Dataset entries:
· · · · ·

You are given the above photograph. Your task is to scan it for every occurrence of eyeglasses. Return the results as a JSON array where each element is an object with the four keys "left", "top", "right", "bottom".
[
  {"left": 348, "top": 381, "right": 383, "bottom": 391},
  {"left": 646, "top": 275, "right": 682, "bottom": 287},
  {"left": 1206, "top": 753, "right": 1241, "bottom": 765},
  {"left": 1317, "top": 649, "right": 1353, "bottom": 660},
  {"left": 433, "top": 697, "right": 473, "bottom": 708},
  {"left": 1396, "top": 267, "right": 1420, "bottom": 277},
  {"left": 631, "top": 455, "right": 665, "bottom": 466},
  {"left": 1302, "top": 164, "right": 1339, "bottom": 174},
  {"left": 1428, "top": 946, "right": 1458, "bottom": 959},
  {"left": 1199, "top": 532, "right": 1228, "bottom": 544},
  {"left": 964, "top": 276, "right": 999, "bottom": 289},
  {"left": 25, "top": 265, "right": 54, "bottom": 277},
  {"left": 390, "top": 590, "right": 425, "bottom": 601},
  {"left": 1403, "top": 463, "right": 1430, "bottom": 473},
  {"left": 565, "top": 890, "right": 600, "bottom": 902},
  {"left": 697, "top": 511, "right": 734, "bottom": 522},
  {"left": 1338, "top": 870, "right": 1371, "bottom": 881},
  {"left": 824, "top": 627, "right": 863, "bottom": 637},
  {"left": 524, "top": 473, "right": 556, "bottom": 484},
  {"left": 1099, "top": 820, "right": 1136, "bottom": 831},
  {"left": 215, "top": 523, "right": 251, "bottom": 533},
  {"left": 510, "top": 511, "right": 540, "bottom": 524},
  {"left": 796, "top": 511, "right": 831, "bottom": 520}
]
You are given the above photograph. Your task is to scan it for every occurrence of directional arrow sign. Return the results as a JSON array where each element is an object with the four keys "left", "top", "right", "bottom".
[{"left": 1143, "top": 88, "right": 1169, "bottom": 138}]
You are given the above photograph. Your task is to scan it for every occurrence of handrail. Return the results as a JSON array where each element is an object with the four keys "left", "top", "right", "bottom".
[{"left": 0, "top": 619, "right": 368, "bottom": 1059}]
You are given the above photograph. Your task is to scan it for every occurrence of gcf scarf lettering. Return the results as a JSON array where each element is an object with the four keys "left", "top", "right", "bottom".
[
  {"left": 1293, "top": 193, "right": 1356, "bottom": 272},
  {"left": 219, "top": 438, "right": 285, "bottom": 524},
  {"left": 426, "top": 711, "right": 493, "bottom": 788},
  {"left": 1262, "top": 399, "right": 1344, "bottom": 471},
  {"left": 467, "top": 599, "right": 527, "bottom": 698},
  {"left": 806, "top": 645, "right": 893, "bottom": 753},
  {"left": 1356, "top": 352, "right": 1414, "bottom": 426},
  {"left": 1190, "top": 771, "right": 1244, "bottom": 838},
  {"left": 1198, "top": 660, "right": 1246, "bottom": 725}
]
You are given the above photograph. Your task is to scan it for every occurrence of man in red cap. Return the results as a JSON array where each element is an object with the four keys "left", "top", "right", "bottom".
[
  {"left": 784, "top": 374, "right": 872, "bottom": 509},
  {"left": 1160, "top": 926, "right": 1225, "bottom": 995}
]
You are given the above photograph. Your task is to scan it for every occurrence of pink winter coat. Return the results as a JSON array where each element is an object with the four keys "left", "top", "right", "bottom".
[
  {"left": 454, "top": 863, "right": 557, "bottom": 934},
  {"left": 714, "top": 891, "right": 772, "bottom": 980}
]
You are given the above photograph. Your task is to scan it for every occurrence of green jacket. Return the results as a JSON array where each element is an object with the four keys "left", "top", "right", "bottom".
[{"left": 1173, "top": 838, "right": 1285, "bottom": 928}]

· · · · ·

_What the exercise asks_
In the answer, include exactly the lines from the line containing "occurrence of man" through the end of the data, and nothing else.

_Task response_
You are given the above photograph. Your task is to scan it for every occurrence of man in red cap. Return the results as a JSON array where each element is an object with the four keys "left", "top", "right", "bottom".
[
  {"left": 784, "top": 374, "right": 872, "bottom": 509},
  {"left": 1160, "top": 926, "right": 1225, "bottom": 995}
]
You are given the above photograph. Your task is to scan it for every occurrence of pink winter coat. Return the results as a JSON array where each element is an object with the four keys "left", "top", "right", "bottom".
[
  {"left": 454, "top": 863, "right": 557, "bottom": 934},
  {"left": 714, "top": 891, "right": 772, "bottom": 980}
]
You are given the above photograph. Your task is to scan it for every occurrence of green jacket. Return the results as a JSON array where each element is an object with the four keys "left", "top", "right", "bottom".
[{"left": 1173, "top": 838, "right": 1285, "bottom": 928}]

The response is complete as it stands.